>>>

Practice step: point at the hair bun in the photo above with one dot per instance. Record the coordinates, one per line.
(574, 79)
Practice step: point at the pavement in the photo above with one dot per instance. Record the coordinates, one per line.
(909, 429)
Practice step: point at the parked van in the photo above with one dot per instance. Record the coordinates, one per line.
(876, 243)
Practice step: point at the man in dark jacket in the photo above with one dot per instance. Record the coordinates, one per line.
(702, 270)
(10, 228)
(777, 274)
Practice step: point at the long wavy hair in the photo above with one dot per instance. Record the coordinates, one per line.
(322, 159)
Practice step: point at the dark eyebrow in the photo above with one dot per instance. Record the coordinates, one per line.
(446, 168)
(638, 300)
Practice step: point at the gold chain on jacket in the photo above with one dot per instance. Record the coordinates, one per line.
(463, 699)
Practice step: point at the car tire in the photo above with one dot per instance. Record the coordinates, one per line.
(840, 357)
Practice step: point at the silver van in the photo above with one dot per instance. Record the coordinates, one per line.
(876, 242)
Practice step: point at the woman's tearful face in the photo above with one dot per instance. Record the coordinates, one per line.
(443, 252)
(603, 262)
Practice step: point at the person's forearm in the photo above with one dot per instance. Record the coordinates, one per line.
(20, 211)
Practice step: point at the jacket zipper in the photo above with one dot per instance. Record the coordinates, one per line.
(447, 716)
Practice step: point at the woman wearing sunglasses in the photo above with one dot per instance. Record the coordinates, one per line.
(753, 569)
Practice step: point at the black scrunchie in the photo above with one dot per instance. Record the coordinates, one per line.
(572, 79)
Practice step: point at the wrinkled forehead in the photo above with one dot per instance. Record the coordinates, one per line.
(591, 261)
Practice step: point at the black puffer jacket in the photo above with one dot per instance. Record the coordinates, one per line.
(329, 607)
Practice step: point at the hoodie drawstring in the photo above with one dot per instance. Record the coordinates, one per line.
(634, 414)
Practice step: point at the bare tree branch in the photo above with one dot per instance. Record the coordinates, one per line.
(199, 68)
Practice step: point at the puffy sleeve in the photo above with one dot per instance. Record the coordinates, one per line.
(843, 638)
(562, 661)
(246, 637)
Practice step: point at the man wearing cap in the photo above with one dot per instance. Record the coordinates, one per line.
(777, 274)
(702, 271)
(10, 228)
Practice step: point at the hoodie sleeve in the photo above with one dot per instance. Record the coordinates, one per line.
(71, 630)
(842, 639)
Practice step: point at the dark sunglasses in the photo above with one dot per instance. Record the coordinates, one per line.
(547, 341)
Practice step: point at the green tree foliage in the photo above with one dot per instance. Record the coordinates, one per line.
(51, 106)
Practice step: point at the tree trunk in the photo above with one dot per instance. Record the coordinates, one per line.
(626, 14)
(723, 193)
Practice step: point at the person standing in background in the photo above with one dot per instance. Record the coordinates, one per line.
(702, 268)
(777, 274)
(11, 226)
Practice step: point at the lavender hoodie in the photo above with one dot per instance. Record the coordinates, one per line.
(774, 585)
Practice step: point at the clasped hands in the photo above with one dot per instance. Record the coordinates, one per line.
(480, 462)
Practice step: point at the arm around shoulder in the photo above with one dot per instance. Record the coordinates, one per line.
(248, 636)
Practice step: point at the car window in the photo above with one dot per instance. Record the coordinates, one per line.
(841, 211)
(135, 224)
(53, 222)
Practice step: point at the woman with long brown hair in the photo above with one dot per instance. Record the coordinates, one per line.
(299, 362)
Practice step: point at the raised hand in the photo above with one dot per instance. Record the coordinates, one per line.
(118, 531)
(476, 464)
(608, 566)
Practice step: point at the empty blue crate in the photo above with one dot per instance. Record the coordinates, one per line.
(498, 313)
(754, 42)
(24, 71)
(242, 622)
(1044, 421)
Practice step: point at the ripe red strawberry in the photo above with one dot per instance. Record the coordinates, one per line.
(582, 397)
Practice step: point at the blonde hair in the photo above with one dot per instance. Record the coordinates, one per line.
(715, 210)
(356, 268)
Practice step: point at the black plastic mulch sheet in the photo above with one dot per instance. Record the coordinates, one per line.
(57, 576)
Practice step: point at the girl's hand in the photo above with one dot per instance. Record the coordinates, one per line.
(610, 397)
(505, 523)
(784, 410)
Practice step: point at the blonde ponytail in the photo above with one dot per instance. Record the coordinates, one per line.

<<<

### [What you will do]
Convert the records into a numbered list with blank lines omitted, beginning at the line that contains "Practice step: point at the raised" and ending with the final line of the records.

### [Reply to the exercise]
1. Practice step: point at the raised hand in the photo above with one dot per instance. Record the coordinates, one per line.
2. (118, 531)
3. (476, 464)
4. (608, 566)
5. Practice step: point at the empty blue crate in the photo above with one dot per instance. Record the coordinates, one per line.
6. (498, 313)
7. (754, 42)
8. (24, 71)
9. (242, 622)
10. (1044, 421)
11. Practice step: point at the ripe red strawberry in the photo above with one dot per instance. Record the coordinates, one per line.
12. (582, 397)
13. Practice step: point at the blonde hair in the photo above with one dot per instance. Record the coordinates, one per line.
14. (715, 210)
15. (356, 268)
16. Practice step: point at the black plastic mulch sheet in the photo above with one dot per instance. Record the coordinates, one per line.
17. (57, 576)
18. Practice step: point at the girl's hand in the photo above with one dot per instance. Record the coordinates, one per line.
19. (610, 397)
20. (505, 523)
21. (784, 410)
22. Practice step: point at the blonde ponytail in the photo above with one dot per instance. Record the coordinates, one per line.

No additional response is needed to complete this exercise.